*Task details*.
According to the post on holding touch spells, when should the master decide how a spell looks?

If there's nothing in the manual is totally up to you, as a master.

  • Shocking Grasp could have a strong visual (sparks, lights, crackles)
  • Poison touch could alter the appearence of the finger to resemble a spider's leg, or a scorpion's sting
  • Touch of Idiocy could have no visual effect at all
  • ...

Decide this the first time the player casts the spell and be consistent with your choices.

If not, will it be detectable by Detect Magic? (It is neither a functioning spell or a magic item)

IMHO holding a spell touch attack should be treated like an ongoing spell so it should be detectable with detect magic like it should be dispelled with dispel magic or upon entering in an anti-magic field.

So detect magic should work.

If not, how can you tell that someone is holding the charge on a touch spell?

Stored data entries

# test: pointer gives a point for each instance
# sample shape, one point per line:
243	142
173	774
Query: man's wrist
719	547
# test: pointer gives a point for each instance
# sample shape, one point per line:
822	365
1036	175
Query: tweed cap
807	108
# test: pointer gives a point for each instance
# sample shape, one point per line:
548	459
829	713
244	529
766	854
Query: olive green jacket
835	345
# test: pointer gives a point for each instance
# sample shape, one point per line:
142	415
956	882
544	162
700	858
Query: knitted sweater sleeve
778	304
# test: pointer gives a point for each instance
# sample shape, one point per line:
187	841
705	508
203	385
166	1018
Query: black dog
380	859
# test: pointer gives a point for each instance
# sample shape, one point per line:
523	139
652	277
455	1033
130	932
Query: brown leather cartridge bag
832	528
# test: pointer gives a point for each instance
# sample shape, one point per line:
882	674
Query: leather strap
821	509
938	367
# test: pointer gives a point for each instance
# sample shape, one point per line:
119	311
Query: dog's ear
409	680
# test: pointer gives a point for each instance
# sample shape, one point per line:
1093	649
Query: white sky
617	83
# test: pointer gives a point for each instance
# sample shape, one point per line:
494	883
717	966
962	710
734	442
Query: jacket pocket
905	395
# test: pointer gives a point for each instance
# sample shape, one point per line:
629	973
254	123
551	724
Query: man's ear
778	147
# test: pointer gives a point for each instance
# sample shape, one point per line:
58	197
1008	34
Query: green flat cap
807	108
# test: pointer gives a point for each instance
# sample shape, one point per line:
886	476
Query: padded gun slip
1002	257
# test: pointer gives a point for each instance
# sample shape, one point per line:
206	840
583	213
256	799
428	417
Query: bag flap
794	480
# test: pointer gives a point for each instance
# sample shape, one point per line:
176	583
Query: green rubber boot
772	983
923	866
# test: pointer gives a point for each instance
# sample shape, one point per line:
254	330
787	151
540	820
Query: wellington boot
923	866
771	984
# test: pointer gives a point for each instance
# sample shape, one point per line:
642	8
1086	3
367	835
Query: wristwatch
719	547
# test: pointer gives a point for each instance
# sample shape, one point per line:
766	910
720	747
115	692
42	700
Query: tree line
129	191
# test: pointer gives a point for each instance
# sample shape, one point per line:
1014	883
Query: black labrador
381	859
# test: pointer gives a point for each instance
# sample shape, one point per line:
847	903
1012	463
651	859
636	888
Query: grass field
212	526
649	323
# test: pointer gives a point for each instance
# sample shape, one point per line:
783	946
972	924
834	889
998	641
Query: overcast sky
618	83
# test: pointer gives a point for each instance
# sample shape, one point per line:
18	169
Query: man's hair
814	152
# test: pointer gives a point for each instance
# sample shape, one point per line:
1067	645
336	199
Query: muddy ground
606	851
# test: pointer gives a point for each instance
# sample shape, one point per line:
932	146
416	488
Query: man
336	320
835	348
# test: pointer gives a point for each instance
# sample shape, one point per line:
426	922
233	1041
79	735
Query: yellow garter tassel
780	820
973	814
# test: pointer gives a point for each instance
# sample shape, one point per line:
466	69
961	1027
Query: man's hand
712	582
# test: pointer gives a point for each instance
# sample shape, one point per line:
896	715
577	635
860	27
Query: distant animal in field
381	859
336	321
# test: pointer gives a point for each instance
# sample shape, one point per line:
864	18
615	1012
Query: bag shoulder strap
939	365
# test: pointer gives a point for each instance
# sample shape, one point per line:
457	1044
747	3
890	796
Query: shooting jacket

*Full response*.
The first time the player casts the spell.